Decide whether each statement agrees with the text on coeducation at Cornell, answering yes or no and quoting the text's deciding words: (a) Cornell's first class in 1868 included women; (b) Oberlin College and the University of Michigan were coeducational before Cornell was founded; (c) at its start, Cornell had an explicit policy about accepting women.

(TEXT UNDER STUDY)
-- Opening Marker --
In the mid 19th century, coeducation was still a new and controversial idea. Most colleges were exclusively male, and several women's colleges had been founded as a response. But prior to Cornell's charter in 1865, few colleges were devoted to coeducation. (It is worth noting that coeducation did not catch on broadly with elite northeastern schools, including other Ivy League schools, until the 1960s) Oberlin College and University of Michigan were two coeducational colleges which predated Cornell's founding, and provided models for Cornell.

The carnage of the American Civil War had introduced women into new areas of experience and leadership, and because of war casualties women outnumbered men in the United States. Central New York, and especially nearby Seneca Falls, was the center of the 19th-century women's rights movement. Cornell's founders Ezra Cornell and Andrew Dickson White favored coeducation and had deliberately included language in the school's charter specifying that it would offer instruction to "any person". Still, the school had no explicit policy about accepting women, and Cornell enrolled its first class in 1868 with 412 men and no women. In theory, the school would accept any person who could pass the admission requirements, but no facilities existed for women at its start, and the reality of admitting women was not immediately clear.
-- Closing Marker --
(DATASET ENTRIES)
-- Opening Marker --
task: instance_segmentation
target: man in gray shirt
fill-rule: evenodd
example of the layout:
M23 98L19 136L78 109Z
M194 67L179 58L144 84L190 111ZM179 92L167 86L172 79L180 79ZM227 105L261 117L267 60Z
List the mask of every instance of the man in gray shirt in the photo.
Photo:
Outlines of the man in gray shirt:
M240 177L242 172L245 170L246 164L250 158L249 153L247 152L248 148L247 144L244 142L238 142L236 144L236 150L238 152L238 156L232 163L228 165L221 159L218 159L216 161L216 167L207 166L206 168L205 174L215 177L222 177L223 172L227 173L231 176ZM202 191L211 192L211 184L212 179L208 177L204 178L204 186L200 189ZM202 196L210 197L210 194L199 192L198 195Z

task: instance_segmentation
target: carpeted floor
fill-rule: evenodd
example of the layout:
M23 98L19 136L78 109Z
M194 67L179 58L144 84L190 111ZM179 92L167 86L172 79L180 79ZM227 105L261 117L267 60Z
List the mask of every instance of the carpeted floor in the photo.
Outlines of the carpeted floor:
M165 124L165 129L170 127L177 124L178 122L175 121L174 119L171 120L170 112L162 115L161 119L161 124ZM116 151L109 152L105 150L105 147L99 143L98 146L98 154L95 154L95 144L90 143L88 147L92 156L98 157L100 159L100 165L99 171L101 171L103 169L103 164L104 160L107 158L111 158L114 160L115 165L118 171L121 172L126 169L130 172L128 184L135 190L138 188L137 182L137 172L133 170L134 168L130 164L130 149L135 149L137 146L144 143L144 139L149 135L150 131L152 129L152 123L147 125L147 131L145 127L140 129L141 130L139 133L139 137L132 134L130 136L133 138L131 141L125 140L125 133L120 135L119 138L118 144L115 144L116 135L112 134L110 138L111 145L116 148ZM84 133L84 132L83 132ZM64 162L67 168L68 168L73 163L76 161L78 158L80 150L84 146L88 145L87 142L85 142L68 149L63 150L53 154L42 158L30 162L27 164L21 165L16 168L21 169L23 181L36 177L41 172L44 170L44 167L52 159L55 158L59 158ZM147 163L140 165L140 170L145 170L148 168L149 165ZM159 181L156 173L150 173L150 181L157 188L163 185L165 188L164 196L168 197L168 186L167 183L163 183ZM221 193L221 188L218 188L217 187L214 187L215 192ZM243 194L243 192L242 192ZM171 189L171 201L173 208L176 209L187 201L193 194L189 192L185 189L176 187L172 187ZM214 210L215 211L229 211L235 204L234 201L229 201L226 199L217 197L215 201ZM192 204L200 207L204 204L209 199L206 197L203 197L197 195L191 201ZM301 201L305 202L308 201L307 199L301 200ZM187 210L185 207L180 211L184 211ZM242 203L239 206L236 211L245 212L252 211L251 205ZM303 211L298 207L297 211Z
-- Closing Marker --
(SOLUTION)
(a) No: "Cornell enrolled its first class in 1868 with 412 men and no women."
(b) Yes: "Oberlin College and University of Michigan were two coeducational colleges which predated Cornell's founding"
(c) No: "the school had no explicit policy about accepting women"